Le simple fait, cependant, que la même question puisse se présenter de nouveau, et même fréquemment, ne justifie pas à lui seul l’audition de l’appel s’il est devenu théorique. Il est préférable d’attendre et de trancher la question dans un véritable contexte contradictoire, à moins qu’il ressorte des circonstances que le différend aura toujours disparu avant d’être résolu.

[62]           Même si des précisions concernant la compétence de la Cour pour ordonner la production à la Cour de renseignements additionnels pourraient aider d’éventuelles parties, dans l’éventualité où des circonstances similaires se reproduiraient, il est préférable d’attendre pour trancher cette question dans le contexte de faits précis d’une demande réelle.

C.                 Est-ce que le règlement de ces questions empiéterait sur la fonction législative du gouvernement?

[63]           Au paragraphe 40 de l’arrêt Borowski, la Cour suprême du Canada souligne :

La troisième raison d’être de la doctrine du caractère théorique tient à ce que la Cour doit prendre en considération sa fonction véritable dans l’élaboration du droit. La Cour doit se montrer sensible à sa fonction juridictionnelle dans notre structure politique. On pourrait penser que prononcer des jugements sans qu’il y ait de litige pouvant affecter les droits des parties est un empiétement sur la fonction législative. [...] Au moment de décider d’exercer le pouvoir discrétionnaire d’entendre une affaire théorique, la Cour doit être consciente de la mesure dans laquelle elle pourrait s’écarter de son rôle traditionnel.

[64]           Je ne suis pas d’accord avec le procureur général que la Cour outrepasserait son rôle judiciaire ou empiéterait sur la fonction législative en examinant les questions soulevées par les amici et en rendant une décision. La loi sur divulgation par le ministère public et la production et la divulgation par des tiers est établie et a évolué au gré de la jurisprudence. Toutefois, il ne serait pas approprié de trancher ces questions en l’absence d’un réel contexte contradictoire ou d’un « litige actuel » et en l’absence d’effets concrets pour les parties.
----
Consignes écrites:
**1)** D'après l'extrait affiché, de quel arrêt la Cour suprême du Canada a-t-elle tiré le paragraphe 40 cité au point [63] ?
**2)** Mettez à jour le passage de l'extrait affiché qui commence par « Le simple fait, cependant, que » et s'arrête après « d’une demande réelle. », en remplaçant « différend » par « litige ».

Bloc de données:
----
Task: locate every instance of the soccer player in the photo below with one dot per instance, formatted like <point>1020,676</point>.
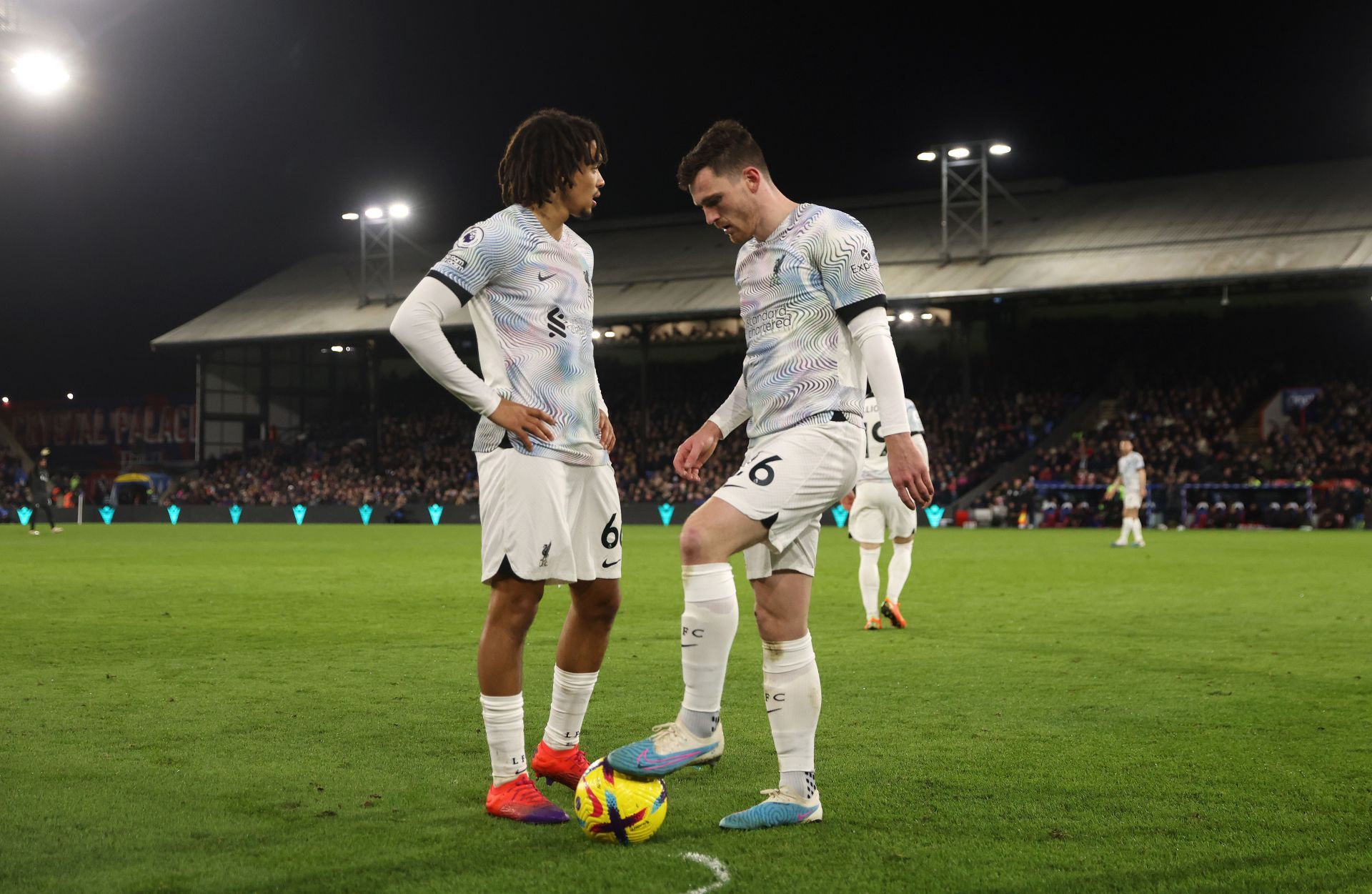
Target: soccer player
----
Corrigé des exercices:
**1)** De l'arrêt Borowski.

**2)**
Le simple fait, cependant, que la même question puisse se présenter de nouveau, et même fréquemment, ne justifie pas à lui seul l’audition de l’appel s’il est devenu théorique. Il est préférable d’attendre et de trancher la question dans un véritable contexte contradictoire, à moins qu’il ressorte des circonstances que le litige aura toujours disparu avant d’être résolu.

[62]           Même si des précisions concernant la compétence de la Cour pour ordonner la production à la Cour de renseignements additionnels pourraient aider d’éventuelles parties, dans l’éventualité où des circonstances similaires se reproduiraient, il est préférable d’attendre pour trancher cette question dans le contexte de faits précis d’une demande réelle.